## Source excerpt
------------------------

The Equiangular Spiral

The equiangular spiral is a fascinating and much studied plane curve. In the paper Equiangular Spiral the curve is defined, an important property of the curve is established, and this property is used to show several curves related to an equiangular spiral are congruent equiangular spirals. In particular, several exercises from Howard Eves' "A Survey of Geometry, Vol 2" are addressed (14.1-8,14.1-16,14.1-24, and 14.1-26).

Analysis of the cycloid and its evolute including intrinsic equations

The cycloid is the name of the curve traced out by a point on a circle rolling along a straight line. An evolute of a given curve is the curve comprised of the centers of curvature with respect to the points on the original curve. Most first studies of curves analyze the properties of the parametric equations that define the curves. These parametric equations are defined in terms of some coordinate systems in which the curve is analyzed. To analyze the curve free of any such  coordinate system, we have to describe the curve in terms of its so-called intrinsic properties only. In the case of plane curves the intrinsic equation of a curve is one that defines the arc length (one intrinsic property) as a function of the curvature (another intrinsic property). Such studies are the early explorations of differential geometry.

In the paper The Cycloid and Its Evolute a detailed discussion of the cycloid and its evolute is presented in order to make clear the steps needed to proceed from the parametric to the intrinsic equation for the cycloid and its evolute. The paper is more of an informal "classroom discussion" as it includes details and review materials that might not be included in a more formal presentation of the results obtained.

It should serve as a template to study other curves.

Two constructions for center of curvature at point on a conic [Howard Eves problems 14.1-3 (a) and (b)]

In this entry we present the justifications for two different constructions (compass and straightedge) of the center of curvature at a point on a conic as posed in Problems 14.1-3 (a) and (b) in Howard Eves' A Survey of Geometry Volume Two. The constructions make a nice application of the theory presented in the last entry on curvature at a point. The justifications are given in this attached paper, Constructions of Center of Curvature for Conics.

Curvature at a Point on a Curve

 How might you describe the difference in shape between an ellipse and a circle? One way is to think about how the object is curving (changing direction) at each point. In the case of the circle, the shape or the curvature (rate of change in direction) is exactly the same at every point whereas in the ellipse the shape is not uniform so that at some points its curvature is more or less than at some other points. Think of a basketball versus a football. The basketball has a uniformity of shape that the football does not. At the tips of the football the change in direction per unit length is much greater than at the middle of the ball.

 Given two circles with different radii, the curvature of the smaller circle will be greater than that of the larger circle. For example, if you had two circles drawn on the ground with radii 2 feet and 20 feet, and you moved along the perimeter with a constant tangential velocity of v = 2 feet per second, you would be changing direction much faster on the smaller circle than on the larger circle. In fact, the respective angular velocities w=v/r (rate of change in direction) would be 1 radian per second versus 0.1 radian per second. That is, you would be changing direction 10 times faster around the smaller circle.

 It is especially easy to define curvature in terms of a circle because the circle has constant curvature that is defined completely by the radius of the circle. In particular, we define the curvature at any point on a circle as the inverse of the radius. Thus a circle with small radius has a large curvature and a circle with large radius has a small curvature. Using k to represent curvature, we define k = 1/r as the curvature at any point on the circle of radius r.

------------------------

## To-do list
**1.** Answer from the plane-curves excerpt:
(a) Which exercises from Howard Eves' book does the equiangular spiral paper address?
(b) What does the intrinsic equation of a plane curve define?
(c) In the two-circle example, what are the angular velocities on the 2-foot and 20-foot circles?
**2.** Continue the plane-curves excerpt from its final sentence, which defines the curvature of a circle as k = 1/r.
The material comes from a separate source unrelated to the plane-curves excerpt.

(Dataset items)

------------------------

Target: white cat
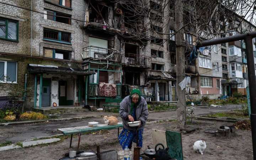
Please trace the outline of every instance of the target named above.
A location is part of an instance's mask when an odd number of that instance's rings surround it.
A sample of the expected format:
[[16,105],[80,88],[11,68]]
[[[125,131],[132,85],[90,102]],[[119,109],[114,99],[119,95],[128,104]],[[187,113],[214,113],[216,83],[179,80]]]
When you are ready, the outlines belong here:
[[194,143],[194,150],[196,152],[199,153],[203,155],[203,152],[206,148],[206,143],[204,141],[199,140]]

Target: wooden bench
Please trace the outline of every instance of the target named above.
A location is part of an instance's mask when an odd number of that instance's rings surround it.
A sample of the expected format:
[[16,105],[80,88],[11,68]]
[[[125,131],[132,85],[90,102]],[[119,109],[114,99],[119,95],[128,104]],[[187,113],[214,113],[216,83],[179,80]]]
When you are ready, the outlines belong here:
[[116,125],[107,125],[106,124],[98,124],[97,127],[90,127],[88,126],[66,128],[59,128],[57,130],[61,132],[64,135],[71,134],[70,145],[69,148],[71,148],[72,144],[72,137],[73,134],[77,134],[78,135],[78,144],[77,149],[79,149],[81,139],[81,134],[86,132],[95,132],[100,130],[108,130],[117,128],[118,132],[117,136],[119,135],[119,128],[123,127],[123,123],[119,122]]
[[[106,103],[120,103],[123,99],[122,98],[106,98],[105,100],[105,102]],[[118,107],[118,111],[119,111],[119,107],[120,106],[116,105],[103,105],[103,111],[106,111],[106,107],[107,108],[107,111],[108,111],[109,107]]]

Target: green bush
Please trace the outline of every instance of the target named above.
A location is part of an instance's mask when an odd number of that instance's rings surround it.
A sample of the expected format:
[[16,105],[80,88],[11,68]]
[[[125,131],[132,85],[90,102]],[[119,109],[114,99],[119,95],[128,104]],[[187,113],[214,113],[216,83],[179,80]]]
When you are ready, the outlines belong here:
[[233,97],[235,98],[241,98],[243,97],[243,95],[241,92],[235,92],[233,94]]

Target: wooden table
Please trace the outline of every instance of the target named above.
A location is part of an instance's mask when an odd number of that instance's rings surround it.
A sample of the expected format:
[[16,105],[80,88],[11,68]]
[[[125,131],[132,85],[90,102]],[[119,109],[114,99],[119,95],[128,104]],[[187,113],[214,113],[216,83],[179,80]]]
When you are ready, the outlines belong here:
[[119,128],[123,127],[123,123],[119,122],[116,125],[107,125],[106,124],[98,124],[97,127],[90,127],[88,126],[77,127],[65,128],[59,128],[57,129],[61,132],[64,135],[71,134],[69,147],[71,148],[73,134],[77,134],[78,135],[78,144],[77,150],[78,150],[80,144],[81,135],[82,133],[86,132],[95,132],[100,130],[108,130],[117,128],[118,130],[118,136],[119,135]]

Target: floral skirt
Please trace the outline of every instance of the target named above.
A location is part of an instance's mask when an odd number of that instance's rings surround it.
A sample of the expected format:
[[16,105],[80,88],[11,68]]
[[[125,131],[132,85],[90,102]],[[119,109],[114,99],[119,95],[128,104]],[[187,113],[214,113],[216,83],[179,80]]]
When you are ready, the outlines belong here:
[[[143,129],[139,130],[138,143],[139,146],[142,147],[142,141],[143,138],[142,134]],[[119,143],[122,147],[123,149],[124,149],[126,145],[128,145],[129,148],[132,147],[132,142],[136,143],[136,131],[129,130],[124,128],[123,129],[121,133],[118,136]]]

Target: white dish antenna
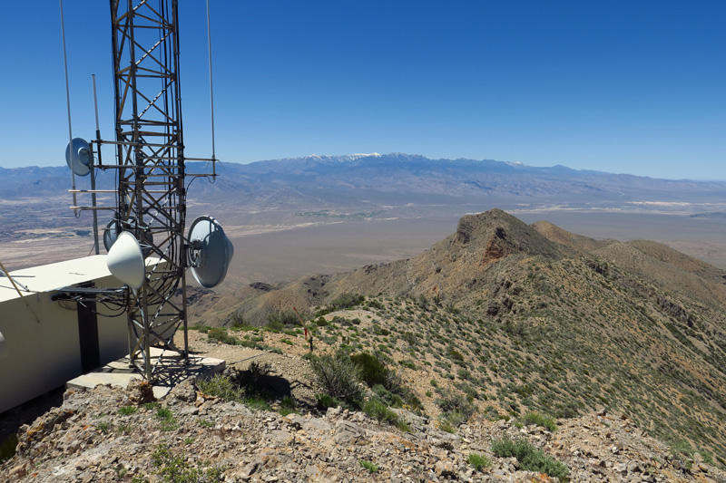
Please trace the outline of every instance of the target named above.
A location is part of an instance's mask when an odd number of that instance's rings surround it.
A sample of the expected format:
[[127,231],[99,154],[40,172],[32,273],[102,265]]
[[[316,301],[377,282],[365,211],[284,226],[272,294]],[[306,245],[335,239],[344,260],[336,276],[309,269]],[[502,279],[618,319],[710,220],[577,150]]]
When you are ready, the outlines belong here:
[[234,246],[211,217],[199,217],[189,227],[189,264],[191,275],[204,288],[216,286],[227,275]]
[[145,266],[143,253],[138,240],[128,231],[123,231],[108,251],[106,266],[111,275],[132,288],[143,283]]
[[76,176],[88,176],[93,159],[91,146],[81,138],[74,138],[65,147],[65,162]]
[[[142,246],[142,252],[143,252],[143,257],[146,258],[152,251],[153,234],[150,229],[137,226],[136,218],[134,217],[129,218],[128,225],[132,227],[131,231],[135,235],[136,239],[139,240]],[[106,252],[110,252],[111,247],[116,242],[116,238],[119,237],[119,234],[122,231],[122,223],[120,223],[118,219],[113,218],[108,222],[108,225],[106,225],[106,227],[103,229],[103,246],[106,248]]]

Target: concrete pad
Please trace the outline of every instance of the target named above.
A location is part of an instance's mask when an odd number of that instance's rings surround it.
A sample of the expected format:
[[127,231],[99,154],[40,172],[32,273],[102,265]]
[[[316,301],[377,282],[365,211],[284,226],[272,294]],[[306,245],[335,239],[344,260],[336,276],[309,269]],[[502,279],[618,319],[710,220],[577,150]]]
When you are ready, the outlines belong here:
[[[226,363],[221,359],[200,357],[190,354],[184,358],[177,353],[151,349],[152,361],[155,364],[153,395],[163,399],[172,388],[190,378],[211,377],[224,371]],[[65,383],[66,389],[93,389],[99,384],[125,388],[132,379],[143,379],[136,367],[129,367],[129,356],[113,361],[103,367],[72,379]]]

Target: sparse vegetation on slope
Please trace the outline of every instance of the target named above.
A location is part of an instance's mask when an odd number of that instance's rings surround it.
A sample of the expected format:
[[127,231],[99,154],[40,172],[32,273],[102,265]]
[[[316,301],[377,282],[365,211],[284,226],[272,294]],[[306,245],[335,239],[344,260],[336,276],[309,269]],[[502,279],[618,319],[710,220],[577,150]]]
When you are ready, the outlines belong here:
[[[375,352],[423,382],[417,397],[452,430],[466,413],[445,397],[495,418],[604,407],[726,465],[726,273],[653,243],[539,229],[500,210],[465,217],[419,256],[316,275],[240,310],[316,294],[317,347]],[[333,303],[353,294],[365,300]]]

------------------------

## Per-task answers
**1.**
(a) Exercises 14.1-8, 14.1-16, 14.1-24, and 14.1-26.
(b) The arc length as a function of the curvature.
(c) 1 radian per second on the 2-foot circle and 0.1 radian per second on the 20-foot circle.

**2.**
 Now what about the ellipse where the curvature varies at different points? How might we define the curvature at some chosen point P on the ellipse? We do it by considering the circle (C,R) with center C and radius R which is tangent to the ellipse at P and has the same curvature as the ellipse at P. We call (C,R) the circle of curvature at P where C and R are called the center of curvature and radius of curvature at P respectively. Thus as we move around the ellipse, (C,R) will vary in size with R being small around the narrow ends of the ellipse and larger around the flatter regions of the ellipse where the curvature is smaller (the radius of curvature being larger).

 In fact, we can apply this definition to any plane curve, not just ellipses. In general, given a plane curve F defined by F={(x,y): y = f(x)}, we define the curvature of F at any point P=(p,f( p)) as the limit, as ∆p goes to zero, of the circle through P and Q=(p+∆p,f(p+∆p))that is tangent to the curve F at P. That is, the limit, as Q approaches P along F, of the circle through P and Q which is tangent to F at P.

 In the paper Curvature Derivation, we have derived the formula for the center and radius of curvature of the circle of curvature at a point P of general curve F using the tools of elementary calculus. At the end of the paper there are some examples worked out and illustrated. Hopefully, the paper will provide the reader with a detailed analytical understanding of and appreciation for the concept of curvature in the plane.

Solutions to Exercises of section 12.6 in A Survey of Geometry

In a blog entropy of 20 June 2019 we talked about cross ratios in the Gauss plane, the topic of section 12.6 of Howard Eves' A Survey of Geometry. One thing that distinguishes this text is the wonderful set of exercises the author includes. They give the reader the chance to deepen their understanding of the theory presented in the book while extending the results covered by the author. In many cases, readers don't have time to explore these carefully selected exercises in full.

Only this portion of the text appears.